Rispondi alle domande sul testo su Narnia riportato qui sotto:
(a) Da quale anno l'insediamento di Nequinum ebbe la denominazione latina di "Narnia"?
(b) In che lingua fu tenuta la corrispondenza tra Lewis e Don Calabria?
(c) Come si chiamava il regno fantastico che Lewis concepì verso i nove anni per stupire il fratello?

# ESTRATTO DEL TESTO:
_ _ _ _

La Narnia di Lewis è una terra di animali parlanti contrapposta a quella degli umani. Il nome scelto dall’autore ha a che fare con la città italiana di Narni. Nequinum, antico insediamento di Umbri posto a nord di Roma, ebbe la nuova denominazione latina di “Narnia” a partire dal 299 a. C., quando Roma conquistatrice la concepì come nuovo punto di difesa sulla via Flaminia.
Che Lewis si sia ispirato alla Narnia Romana lo afferma anche Walter Hooper, tra i più accreditati e autorevoli biografi dello scrittore irlandese, riferendo di aver ricevuto dalle sue stesse mani una cartina d’Italia tratta dal “Murrey’s Small Classical Atlas” (Atlante pubblicato nel 1904) su cui lo scrittore aveva studiato ed evidenziato le linee stradali consolari dirette da Roma verso nord. Nella stessa circostanza, Lewis confidò a Hooper che aveva tratto ispirazione proprio da quella mappa geografica per decidere il nome della sua magica terra fantastica(2).
Tra realtà e sogno
C.S. Lewis era un fine conoscitore della lingua e letteratura latina: tutta la lunga corrispondenza con Don Calabria(3) (1947/1954) fu intrattenuta rigorosamente in latino. Non devono certo essergli sfuggiti i numerosi riferimenti alla Narnia romana presenti nei testi di autori classici (Livio, Tacito, Plinio il Vecchio, Plinio il Giovane…). Le suggestioni del loro narrare devono aver influito non poco sulla giovane immaginazione di Lewis che, sotto la guida del precettore Kirkpatric e in particolare tra i dodici e i venti anni di età, si era rivelato un grande appassionato dei classici latini. Successivamente, la stessa attività universitaria, prima ad Oxford e poi a Cambridge, lo portò a studiare in modo approfondito questo spaccato della letteratura(4).
L’odierna Narni è una ridente cittadina umbra in provincia di Terni, che deriva il suo particolare fascino dagli antichi fasti medievali, potere e splendore nell’epoca di mezzo. La Narnia di Lewis, invece, è un mondo parallelo immaginato dallo scrittore secondo una tendenza già palesata intorno ai nove anni. Allora, per stupire il fratello Warnie concepì e narrò Boxen, un regno fantastico popolato di conigli, eroi topi e nemici gatti. Erano senz’altro i progenitori degli animali parlanti di Narnia.

_ _ _ _

Voci di puntamento ed etichettatura
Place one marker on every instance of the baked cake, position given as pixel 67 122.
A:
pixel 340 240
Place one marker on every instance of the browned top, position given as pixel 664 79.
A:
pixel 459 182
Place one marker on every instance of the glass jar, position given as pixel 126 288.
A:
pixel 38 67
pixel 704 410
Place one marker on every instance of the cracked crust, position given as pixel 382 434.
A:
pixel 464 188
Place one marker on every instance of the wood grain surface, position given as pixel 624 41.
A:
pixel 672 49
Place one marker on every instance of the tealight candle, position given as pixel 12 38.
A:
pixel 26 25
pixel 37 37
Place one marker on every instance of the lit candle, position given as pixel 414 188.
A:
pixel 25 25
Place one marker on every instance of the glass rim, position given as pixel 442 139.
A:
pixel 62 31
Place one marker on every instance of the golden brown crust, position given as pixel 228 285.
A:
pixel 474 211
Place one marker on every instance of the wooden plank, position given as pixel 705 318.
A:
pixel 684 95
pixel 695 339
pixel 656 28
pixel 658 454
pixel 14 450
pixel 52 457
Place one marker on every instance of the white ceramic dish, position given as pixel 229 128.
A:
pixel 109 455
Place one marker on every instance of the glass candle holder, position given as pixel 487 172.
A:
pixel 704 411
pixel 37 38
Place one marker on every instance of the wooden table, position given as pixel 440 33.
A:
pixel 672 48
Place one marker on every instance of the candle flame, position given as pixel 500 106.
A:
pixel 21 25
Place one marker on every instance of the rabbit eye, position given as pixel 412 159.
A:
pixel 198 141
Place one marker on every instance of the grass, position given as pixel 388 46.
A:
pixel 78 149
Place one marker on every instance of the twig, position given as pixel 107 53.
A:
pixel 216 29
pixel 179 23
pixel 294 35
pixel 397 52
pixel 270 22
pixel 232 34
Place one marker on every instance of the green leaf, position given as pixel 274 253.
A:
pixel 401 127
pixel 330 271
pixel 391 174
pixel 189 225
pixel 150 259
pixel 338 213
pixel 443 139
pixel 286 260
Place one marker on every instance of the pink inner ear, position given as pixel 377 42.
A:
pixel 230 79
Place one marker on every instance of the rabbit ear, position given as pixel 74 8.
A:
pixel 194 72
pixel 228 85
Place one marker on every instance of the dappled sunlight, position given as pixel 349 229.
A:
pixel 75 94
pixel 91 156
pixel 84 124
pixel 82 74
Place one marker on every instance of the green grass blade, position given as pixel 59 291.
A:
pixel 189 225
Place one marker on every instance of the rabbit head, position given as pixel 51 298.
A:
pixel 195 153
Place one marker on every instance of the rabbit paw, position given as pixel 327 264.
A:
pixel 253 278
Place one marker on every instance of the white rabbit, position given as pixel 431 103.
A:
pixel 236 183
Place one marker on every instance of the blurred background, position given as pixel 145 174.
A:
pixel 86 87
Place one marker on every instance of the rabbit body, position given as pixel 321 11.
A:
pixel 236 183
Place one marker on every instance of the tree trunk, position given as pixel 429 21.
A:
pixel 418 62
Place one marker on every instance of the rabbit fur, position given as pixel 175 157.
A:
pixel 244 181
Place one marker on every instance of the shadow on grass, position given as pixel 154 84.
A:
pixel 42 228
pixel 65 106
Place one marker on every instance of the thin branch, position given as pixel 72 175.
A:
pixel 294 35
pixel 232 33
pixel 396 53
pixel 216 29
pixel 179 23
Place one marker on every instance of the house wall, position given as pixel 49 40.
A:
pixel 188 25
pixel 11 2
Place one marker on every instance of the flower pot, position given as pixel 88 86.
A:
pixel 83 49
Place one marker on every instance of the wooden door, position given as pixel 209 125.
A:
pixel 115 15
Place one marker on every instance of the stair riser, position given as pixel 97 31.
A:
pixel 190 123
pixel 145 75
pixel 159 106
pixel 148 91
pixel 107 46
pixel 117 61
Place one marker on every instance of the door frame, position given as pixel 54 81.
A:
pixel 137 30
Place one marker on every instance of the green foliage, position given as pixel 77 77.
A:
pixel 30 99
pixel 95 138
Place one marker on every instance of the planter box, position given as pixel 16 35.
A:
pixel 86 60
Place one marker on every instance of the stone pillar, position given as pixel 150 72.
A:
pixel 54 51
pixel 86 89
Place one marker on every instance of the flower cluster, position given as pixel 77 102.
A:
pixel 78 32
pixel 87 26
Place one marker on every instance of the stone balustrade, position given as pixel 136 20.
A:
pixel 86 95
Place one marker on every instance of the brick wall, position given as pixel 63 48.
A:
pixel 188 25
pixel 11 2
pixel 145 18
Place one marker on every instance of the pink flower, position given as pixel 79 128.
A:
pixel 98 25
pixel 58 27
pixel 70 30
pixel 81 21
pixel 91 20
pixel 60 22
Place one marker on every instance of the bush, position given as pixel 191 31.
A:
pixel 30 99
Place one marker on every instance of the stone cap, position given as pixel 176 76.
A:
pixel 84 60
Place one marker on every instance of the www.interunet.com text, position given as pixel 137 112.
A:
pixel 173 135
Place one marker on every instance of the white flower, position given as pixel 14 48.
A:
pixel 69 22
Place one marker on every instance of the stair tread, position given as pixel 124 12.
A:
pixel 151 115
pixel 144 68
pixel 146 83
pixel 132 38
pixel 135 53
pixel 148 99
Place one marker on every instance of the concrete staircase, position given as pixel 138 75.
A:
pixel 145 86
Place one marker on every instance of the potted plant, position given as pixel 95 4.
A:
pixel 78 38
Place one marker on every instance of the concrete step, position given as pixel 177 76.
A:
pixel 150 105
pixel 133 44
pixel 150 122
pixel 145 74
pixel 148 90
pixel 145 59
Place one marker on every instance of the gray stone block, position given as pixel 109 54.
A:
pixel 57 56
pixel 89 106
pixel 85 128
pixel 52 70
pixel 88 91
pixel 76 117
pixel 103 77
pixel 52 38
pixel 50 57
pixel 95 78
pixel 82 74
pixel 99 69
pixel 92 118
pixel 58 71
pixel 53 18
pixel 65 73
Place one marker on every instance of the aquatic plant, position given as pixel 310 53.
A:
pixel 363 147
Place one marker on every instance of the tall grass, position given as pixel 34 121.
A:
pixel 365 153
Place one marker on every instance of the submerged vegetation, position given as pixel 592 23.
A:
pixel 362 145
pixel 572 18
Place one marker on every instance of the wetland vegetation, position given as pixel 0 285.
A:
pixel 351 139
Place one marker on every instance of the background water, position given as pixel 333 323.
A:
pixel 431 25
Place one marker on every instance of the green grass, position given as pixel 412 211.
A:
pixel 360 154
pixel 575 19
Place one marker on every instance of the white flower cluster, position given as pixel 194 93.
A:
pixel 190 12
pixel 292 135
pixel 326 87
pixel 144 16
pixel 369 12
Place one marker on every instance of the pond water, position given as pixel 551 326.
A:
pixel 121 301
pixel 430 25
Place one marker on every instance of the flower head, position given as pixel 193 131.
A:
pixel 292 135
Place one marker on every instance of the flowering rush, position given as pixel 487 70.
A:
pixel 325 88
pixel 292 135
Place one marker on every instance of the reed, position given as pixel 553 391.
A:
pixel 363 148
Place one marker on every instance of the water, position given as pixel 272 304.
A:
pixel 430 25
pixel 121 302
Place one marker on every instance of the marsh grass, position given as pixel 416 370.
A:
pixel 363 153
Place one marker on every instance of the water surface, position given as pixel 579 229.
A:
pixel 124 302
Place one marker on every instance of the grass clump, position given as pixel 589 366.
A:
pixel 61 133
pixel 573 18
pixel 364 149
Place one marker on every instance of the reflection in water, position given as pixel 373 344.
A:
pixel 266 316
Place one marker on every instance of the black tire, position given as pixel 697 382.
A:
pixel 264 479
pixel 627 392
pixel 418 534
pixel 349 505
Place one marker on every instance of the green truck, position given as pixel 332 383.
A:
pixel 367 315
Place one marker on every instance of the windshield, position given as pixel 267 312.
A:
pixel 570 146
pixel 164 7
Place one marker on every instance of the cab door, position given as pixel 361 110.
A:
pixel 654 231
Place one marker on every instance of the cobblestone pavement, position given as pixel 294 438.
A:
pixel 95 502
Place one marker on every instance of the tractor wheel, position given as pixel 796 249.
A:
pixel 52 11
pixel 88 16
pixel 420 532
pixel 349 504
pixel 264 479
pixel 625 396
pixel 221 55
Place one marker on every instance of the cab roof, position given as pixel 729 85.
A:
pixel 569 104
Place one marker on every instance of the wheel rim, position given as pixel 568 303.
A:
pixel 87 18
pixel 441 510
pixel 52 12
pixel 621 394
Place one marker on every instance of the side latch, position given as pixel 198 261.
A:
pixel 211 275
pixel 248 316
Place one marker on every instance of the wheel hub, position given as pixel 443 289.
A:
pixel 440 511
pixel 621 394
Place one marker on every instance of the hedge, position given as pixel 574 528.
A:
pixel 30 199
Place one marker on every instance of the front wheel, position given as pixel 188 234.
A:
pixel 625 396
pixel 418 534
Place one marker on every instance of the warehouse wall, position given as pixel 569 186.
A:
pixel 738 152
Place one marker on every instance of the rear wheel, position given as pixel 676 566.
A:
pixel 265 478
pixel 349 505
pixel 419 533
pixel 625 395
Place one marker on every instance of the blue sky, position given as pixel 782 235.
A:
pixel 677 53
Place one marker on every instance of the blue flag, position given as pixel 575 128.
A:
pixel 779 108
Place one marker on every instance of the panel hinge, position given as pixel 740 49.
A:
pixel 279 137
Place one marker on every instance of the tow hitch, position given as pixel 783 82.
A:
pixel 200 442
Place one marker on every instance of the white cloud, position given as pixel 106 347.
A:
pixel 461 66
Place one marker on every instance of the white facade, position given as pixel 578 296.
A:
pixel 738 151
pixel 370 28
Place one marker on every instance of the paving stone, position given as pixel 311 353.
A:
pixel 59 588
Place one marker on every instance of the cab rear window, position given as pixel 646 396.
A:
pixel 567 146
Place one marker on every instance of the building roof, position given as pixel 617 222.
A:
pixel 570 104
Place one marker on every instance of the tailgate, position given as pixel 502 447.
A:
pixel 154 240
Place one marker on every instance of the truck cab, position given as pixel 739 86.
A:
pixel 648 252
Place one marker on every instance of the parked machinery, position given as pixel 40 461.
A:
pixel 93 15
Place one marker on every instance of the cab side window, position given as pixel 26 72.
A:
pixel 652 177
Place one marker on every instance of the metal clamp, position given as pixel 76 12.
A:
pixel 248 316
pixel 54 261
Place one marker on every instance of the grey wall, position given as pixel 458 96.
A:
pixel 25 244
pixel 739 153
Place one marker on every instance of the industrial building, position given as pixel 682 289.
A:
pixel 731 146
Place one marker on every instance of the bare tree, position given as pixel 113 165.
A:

_ _ _ _

# RISPOSTA:
(a) Dal 299 a. C.
(b) In latino.
(c) Boxen.